WHAT TO DO | There is one span to output from the data below: the lines starting at the line with "Put a point on the white bench, one" and ending at the line with "Put a point on the man in white". Output it exactly, ends included, nothing more.

Top of INPUT RECORDS

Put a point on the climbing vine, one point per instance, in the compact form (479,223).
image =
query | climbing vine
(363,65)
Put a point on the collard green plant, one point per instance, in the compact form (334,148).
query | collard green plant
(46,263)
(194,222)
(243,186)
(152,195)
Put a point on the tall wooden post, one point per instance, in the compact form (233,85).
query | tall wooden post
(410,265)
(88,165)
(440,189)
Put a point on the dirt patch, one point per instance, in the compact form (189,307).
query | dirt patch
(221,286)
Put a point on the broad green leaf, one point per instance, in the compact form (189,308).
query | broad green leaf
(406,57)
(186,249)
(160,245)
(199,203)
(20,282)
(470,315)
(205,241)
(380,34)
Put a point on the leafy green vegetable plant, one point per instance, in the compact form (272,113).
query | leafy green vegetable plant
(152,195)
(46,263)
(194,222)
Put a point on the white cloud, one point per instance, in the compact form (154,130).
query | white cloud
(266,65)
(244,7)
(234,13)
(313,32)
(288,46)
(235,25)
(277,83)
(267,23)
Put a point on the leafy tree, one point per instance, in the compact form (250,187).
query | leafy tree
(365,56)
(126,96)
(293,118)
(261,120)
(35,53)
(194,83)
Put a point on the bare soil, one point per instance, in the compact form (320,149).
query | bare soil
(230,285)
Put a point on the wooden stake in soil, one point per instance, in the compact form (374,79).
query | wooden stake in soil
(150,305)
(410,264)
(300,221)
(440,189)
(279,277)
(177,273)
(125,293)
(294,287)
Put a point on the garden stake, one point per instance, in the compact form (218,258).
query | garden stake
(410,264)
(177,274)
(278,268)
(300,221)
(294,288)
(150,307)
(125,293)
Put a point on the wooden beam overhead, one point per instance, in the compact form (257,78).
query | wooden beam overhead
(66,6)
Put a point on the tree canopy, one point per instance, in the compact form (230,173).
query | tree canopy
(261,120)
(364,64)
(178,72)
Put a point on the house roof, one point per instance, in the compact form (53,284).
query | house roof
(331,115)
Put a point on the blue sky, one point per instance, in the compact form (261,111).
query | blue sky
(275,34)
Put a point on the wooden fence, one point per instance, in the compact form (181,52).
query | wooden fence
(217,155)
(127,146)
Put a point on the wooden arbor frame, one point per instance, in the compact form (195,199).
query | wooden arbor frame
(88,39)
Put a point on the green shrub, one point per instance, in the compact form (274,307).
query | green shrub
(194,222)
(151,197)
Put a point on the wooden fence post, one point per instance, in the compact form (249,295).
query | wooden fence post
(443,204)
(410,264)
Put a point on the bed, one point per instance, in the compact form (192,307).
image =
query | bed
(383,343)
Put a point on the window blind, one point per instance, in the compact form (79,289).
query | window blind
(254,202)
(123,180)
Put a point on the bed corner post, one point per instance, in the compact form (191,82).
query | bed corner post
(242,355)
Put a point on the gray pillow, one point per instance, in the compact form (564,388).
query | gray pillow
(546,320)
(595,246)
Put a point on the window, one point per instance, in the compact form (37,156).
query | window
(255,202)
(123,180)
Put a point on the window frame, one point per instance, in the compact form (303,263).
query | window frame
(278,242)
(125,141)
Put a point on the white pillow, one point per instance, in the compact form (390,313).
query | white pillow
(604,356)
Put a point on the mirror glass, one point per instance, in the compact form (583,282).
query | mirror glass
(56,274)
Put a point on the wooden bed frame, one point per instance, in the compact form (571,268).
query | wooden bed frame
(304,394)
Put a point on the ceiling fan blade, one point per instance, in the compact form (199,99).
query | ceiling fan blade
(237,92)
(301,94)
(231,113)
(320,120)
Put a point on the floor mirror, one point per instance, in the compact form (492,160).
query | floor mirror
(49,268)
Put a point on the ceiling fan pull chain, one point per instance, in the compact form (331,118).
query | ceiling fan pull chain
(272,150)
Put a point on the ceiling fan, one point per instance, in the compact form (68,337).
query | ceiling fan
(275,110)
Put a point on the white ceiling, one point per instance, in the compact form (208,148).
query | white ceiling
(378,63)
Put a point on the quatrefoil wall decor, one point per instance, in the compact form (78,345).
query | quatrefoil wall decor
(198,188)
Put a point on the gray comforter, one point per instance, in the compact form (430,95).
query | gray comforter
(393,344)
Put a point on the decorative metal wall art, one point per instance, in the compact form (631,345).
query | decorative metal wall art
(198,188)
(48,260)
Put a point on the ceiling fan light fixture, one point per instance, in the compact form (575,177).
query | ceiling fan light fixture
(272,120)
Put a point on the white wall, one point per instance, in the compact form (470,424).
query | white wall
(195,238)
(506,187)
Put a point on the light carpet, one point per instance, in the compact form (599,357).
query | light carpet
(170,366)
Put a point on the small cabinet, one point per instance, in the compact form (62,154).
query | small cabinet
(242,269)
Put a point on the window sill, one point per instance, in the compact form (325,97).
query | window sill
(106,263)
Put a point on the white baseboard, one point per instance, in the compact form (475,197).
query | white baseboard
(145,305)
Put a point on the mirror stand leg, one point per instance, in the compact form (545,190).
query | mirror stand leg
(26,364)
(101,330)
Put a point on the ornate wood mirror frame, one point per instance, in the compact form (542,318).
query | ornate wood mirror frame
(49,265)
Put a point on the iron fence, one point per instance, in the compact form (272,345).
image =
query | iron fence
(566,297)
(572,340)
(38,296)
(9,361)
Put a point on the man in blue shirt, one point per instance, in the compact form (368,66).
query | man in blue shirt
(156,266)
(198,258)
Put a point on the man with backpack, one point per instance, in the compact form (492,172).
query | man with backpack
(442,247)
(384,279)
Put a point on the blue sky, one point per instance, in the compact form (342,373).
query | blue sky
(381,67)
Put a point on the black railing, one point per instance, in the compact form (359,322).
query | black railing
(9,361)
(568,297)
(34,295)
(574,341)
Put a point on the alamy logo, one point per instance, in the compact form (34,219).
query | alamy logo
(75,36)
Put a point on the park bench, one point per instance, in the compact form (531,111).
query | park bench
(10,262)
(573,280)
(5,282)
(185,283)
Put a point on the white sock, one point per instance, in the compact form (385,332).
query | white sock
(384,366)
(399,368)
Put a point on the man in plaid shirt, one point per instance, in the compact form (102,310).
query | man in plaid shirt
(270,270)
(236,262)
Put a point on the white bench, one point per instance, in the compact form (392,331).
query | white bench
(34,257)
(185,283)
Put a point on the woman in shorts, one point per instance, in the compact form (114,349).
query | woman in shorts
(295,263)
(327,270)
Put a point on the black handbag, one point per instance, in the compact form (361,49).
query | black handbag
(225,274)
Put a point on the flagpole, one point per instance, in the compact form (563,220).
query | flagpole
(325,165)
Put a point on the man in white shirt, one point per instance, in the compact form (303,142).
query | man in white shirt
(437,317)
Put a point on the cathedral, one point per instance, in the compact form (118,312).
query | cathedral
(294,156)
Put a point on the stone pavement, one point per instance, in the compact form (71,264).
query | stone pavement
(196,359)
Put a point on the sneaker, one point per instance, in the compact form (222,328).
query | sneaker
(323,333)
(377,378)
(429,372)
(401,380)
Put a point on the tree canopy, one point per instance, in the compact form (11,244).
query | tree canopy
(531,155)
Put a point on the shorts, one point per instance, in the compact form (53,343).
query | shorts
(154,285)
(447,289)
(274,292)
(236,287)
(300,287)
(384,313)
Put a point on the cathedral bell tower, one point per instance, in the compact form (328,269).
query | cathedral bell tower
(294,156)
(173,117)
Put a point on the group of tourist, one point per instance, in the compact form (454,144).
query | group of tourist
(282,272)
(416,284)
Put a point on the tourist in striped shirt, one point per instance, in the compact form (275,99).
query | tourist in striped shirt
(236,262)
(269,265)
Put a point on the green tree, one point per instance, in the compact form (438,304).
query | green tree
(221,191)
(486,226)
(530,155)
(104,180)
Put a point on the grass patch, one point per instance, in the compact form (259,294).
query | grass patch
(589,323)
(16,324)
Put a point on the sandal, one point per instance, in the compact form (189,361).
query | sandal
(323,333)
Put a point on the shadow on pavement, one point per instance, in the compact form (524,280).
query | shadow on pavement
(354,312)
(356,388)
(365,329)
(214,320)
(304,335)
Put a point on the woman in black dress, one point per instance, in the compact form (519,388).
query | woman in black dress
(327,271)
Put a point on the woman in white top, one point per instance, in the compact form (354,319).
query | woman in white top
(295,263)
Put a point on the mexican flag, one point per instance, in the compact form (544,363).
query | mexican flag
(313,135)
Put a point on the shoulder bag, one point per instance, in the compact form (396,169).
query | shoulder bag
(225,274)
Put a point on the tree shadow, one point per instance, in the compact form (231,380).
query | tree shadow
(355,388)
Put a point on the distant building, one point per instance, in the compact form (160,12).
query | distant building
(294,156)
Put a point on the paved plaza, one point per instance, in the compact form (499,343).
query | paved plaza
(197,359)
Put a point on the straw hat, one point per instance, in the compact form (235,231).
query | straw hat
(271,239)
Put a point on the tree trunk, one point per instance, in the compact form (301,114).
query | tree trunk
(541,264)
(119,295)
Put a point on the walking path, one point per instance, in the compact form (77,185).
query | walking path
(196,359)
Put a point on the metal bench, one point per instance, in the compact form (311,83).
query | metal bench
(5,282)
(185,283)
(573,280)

Bottom of INPUT RECORDS

ANSWER AREA |
Put a point on the white bench, one point per instance, in the compact form (392,331).
query | white bench
(34,257)
(185,283)
Put a point on the woman in shorts, one point per instance, in the compact form (114,349).
query | woman in shorts
(295,263)
(327,270)
Put a point on the black handbag, one point per instance, in the compact form (361,49).
query | black handbag
(225,274)
Put a point on the flagpole, one point per instance, in the compact form (563,220).
query | flagpole
(325,165)
Put a point on the man in white shirt, one point per instance, in the compact form (303,142).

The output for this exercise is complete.